── Teks Bacaan

Terdapat beberapa kecacatan dalam skema pertama IMBT ini:
a. Setiap barang jual-beli, harus ada harga. Dalam akad ini, tidak ada.
b. Biaya sewa di sini tidak mengikuti biaya sewa pada umumnya, karena akad ini menuntut biaya dinaikkan karena pada hakikatnya, ia mengikuti harga barang (karena yang dituju sebenarnya adalah akad jual-beli).
c. Maksud sebenarnya dari penyewa adalah membelinya, bukan menyewanya.
Terdapat dua pendapat dalam penyesuaian fikih yang terjadi dalam skema pertama ini :
a. Bahwa gambaran ini merupakan akad bai' bi al-taqsith (jual-beli kredit).

────
── Entri Hasil Ekstraksi

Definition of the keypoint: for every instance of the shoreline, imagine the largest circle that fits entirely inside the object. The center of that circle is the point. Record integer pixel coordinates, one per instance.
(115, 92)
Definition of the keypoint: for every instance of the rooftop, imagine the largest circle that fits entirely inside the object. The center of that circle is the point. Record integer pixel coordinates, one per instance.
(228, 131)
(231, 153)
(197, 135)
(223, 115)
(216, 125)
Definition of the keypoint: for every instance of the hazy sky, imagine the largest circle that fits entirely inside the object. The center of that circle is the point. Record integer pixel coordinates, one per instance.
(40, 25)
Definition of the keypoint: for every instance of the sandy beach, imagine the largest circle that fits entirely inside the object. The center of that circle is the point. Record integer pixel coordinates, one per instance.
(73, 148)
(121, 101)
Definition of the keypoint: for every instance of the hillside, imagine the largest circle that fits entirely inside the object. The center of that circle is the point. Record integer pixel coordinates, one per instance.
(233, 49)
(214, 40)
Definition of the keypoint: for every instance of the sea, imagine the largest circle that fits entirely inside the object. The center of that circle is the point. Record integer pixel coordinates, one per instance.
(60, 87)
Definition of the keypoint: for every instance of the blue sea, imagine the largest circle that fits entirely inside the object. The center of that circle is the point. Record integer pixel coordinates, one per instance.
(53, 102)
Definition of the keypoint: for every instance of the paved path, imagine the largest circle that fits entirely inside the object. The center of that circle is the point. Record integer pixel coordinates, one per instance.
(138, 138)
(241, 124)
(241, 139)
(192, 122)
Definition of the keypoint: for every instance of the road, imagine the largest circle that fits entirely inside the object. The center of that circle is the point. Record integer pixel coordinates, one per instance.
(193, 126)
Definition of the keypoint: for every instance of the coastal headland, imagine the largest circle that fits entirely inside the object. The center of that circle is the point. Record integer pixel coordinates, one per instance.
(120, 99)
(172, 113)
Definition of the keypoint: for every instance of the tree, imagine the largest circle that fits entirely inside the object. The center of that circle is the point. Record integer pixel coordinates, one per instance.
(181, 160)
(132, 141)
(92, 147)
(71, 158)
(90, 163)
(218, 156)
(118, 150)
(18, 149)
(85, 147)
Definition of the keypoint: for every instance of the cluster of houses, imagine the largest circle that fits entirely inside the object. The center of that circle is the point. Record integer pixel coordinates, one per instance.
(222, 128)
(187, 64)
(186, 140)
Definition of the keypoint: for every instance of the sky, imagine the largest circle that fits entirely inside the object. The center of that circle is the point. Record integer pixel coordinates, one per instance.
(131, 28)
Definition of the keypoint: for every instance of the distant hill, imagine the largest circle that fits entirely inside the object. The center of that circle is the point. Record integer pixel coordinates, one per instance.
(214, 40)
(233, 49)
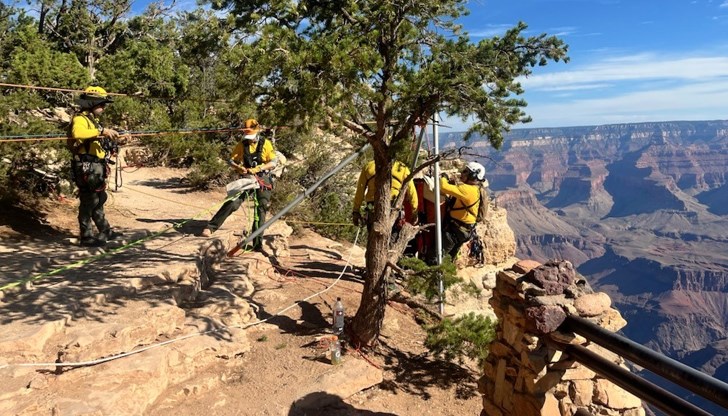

────

» **Soal Latihan**
Jawablah pertanyaan berikut berdasarkan teks bacaan.
1. Apa yang harus ada pada setiap barang jual-beli, tetapi tidak ada dalam akad skema pertama IMBT?
2. Apa maksud sebenarnya dari penyewa?
3. Menurut pendapat pertama, gambaran skema ini merupakan akad apa?

» **Jawaban Soal**
1. Harga.
2. Membelinya, bukan menyewanya.
3. Akad bai' bi al-taqsith (jual-beli kredit).